REQUIREMENTS: Pull out every line of the records below that contains the string "white" and copy each one. Case counts.

DATASET EXCERPTS:
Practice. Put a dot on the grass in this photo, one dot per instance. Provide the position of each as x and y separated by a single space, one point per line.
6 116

--

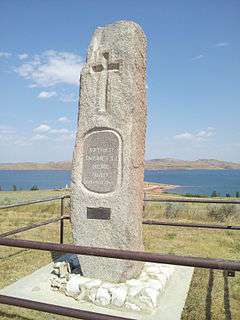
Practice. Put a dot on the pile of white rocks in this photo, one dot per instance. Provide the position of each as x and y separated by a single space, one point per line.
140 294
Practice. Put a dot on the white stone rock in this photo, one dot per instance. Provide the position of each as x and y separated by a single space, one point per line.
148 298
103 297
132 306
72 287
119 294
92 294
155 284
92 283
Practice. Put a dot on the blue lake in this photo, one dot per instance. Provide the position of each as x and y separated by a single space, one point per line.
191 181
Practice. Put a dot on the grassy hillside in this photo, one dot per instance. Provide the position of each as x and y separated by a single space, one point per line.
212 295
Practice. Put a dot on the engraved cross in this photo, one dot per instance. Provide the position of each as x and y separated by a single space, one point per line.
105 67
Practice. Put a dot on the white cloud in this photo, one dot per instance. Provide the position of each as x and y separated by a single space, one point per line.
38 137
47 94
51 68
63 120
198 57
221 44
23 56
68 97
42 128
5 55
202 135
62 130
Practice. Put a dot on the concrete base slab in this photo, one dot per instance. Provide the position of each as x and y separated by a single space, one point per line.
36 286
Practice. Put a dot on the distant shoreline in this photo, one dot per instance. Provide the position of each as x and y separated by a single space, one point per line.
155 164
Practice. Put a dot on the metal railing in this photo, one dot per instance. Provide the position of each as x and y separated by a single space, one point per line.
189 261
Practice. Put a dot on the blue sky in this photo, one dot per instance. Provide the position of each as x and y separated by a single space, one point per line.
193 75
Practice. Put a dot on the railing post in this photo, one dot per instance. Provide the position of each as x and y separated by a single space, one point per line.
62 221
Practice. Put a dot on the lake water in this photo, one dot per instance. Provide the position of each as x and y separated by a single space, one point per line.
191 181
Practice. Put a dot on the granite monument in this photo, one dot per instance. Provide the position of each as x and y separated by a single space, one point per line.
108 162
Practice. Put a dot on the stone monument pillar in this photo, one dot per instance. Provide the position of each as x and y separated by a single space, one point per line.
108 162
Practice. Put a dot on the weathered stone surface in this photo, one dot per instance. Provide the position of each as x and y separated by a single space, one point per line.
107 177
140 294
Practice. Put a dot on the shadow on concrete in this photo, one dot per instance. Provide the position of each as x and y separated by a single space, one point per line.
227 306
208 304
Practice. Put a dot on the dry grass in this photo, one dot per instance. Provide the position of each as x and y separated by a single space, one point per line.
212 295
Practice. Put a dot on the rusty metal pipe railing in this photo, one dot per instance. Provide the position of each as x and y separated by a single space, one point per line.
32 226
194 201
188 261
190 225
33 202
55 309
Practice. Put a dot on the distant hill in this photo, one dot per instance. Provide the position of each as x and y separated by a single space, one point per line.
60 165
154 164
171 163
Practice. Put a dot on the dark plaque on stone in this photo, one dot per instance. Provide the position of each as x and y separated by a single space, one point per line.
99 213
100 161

RESPONSE:
Practice. Put a dot on the pile of white rocks in this photo, one dot per instance. Provide the position of each as x and y separated by a single space, one point per line.
Practice. Put a dot on the white stone rock in this photo, one dot per instance. Provide the position of each as x and y separated by a single space, one point per line.
Practice. Put a dot on the white cloud in this photo, one dot per instance. Provide the position of each as x and y separated by a single space, one point per line.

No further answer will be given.